> _Trecho da página_:
O apoio do papa ao ato sobre a família faz parte de sua contra-ofensiva no sul da Europa. Com um discurso moderado, Bento XVI mostrou rejeição total ao divórcio, ao casamento homossexual e à eutanásia.
A manhã de domingo, 30 de dezembro, foi tão ensolarada em Roma quanto em Madri, duas capitais unidas nesse dia por um mesmo espírito de batalha ideológica, por uma ponte verbal de velhos argumentos em defesa da família tradicional, entre a cúpula da Igreja Católica espanhola e o quartel-general do catolicismo mundial. De um lado, os cardeais Rouco Varela, Cañizares e García-Gasco, lançando duras críticas contra o governo socialista espanhol. Do outro, o papa Bento 16, com um discurso moderado, que no entanto continha uma rejeição total ao divórcio, ao casamento homossexual e à eutanásia.
Na Plaza de Colón em Madri se encenava assim uma batalha da guerra que o papa se propõe a travar contra o laicismo galopante das sociedades modernas. Sua determinação não é nova. Desde seus anos de cardeal e principal conselheiro de João Paulo 2º, o teólogo alemão Joseph Ratzinger tem o inimigo perfeitamente identificado e está decidido a combatê-lo para reconquistar o terreno perdido pela Igreja na Europa.
No domingo o papa defendeu diante dos fiéis reunidos em Madri que a família “fundada na união indissolúvel entre um homem e uma mulher, constitui o âmbito privilegiado em que a vida humana é acolhida, desde seu início até seu fim natural”. Sua mensagem foi um mero detalhe de cortesia com a cúpula da Igreja espanhola, tão diligente na hora das mobilizações de massas em defesa das posições vaticanas? Tudo indica que se trata, pelo contrário, de uma iniciativa em total sintonia com a Santa Sé, decidida a contra-atacar em todas as frentes ideológicas abertas em um de seus antigos feudos.

> _Registros fornecidos_:
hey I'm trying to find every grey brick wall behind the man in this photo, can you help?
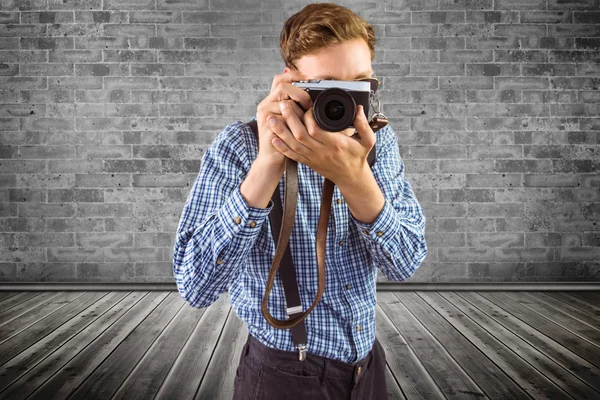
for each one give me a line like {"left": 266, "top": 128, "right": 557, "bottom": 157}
{"left": 0, "top": 0, "right": 600, "bottom": 282}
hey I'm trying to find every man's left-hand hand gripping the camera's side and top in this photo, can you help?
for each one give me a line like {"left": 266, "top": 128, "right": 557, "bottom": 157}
{"left": 256, "top": 69, "right": 312, "bottom": 170}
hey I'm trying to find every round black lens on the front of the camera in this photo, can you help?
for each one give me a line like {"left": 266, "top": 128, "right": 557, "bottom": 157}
{"left": 313, "top": 88, "right": 356, "bottom": 132}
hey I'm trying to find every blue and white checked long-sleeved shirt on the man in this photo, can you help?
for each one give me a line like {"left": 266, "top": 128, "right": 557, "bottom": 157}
{"left": 173, "top": 121, "right": 427, "bottom": 363}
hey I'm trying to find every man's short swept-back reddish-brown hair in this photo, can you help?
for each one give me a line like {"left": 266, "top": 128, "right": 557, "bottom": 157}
{"left": 279, "top": 3, "right": 375, "bottom": 69}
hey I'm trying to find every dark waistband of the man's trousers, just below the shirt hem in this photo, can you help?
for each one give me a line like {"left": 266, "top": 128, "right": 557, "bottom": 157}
{"left": 244, "top": 333, "right": 377, "bottom": 379}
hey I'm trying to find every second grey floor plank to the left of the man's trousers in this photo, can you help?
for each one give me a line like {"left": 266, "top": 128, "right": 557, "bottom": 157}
{"left": 155, "top": 293, "right": 233, "bottom": 400}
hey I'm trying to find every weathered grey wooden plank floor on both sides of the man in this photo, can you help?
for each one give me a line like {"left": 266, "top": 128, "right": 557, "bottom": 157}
{"left": 0, "top": 291, "right": 600, "bottom": 400}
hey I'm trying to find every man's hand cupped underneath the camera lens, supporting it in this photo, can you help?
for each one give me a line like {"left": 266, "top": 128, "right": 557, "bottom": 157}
{"left": 272, "top": 101, "right": 376, "bottom": 186}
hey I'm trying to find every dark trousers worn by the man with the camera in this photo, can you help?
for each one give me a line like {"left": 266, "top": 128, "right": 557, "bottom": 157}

> _Instruções do exercício_: Como fica o trecho do texto sobre o papa de "No domingo o" a "seus antigos feudos." se você trocar "cortesia" por "gentileza"? Os registros não têm nenhuma relação com o texto sobre o papa.

> _Resposta do exercício_:
No domingo o papa defendeu diante dos fiéis reunidos em Madri que a família “fundada na união indissolúvel entre um homem e uma mulher, constitui o âmbito privilegiado em que a vida humana é acolhida, desde seu início até seu fim natural”. Sua mensagem foi um mero detalhe de gentileza com a cúpula da Igreja espanhola, tão diligente na hora das mobilizações de massas em defesa das posições vaticanas? Tudo indica que se trata, pelo contrário, de uma iniciativa em total sintonia com a Santa Sé, decidida a contra-atacar em todas as frentes ideológicas abertas em um de seus antigos feudos.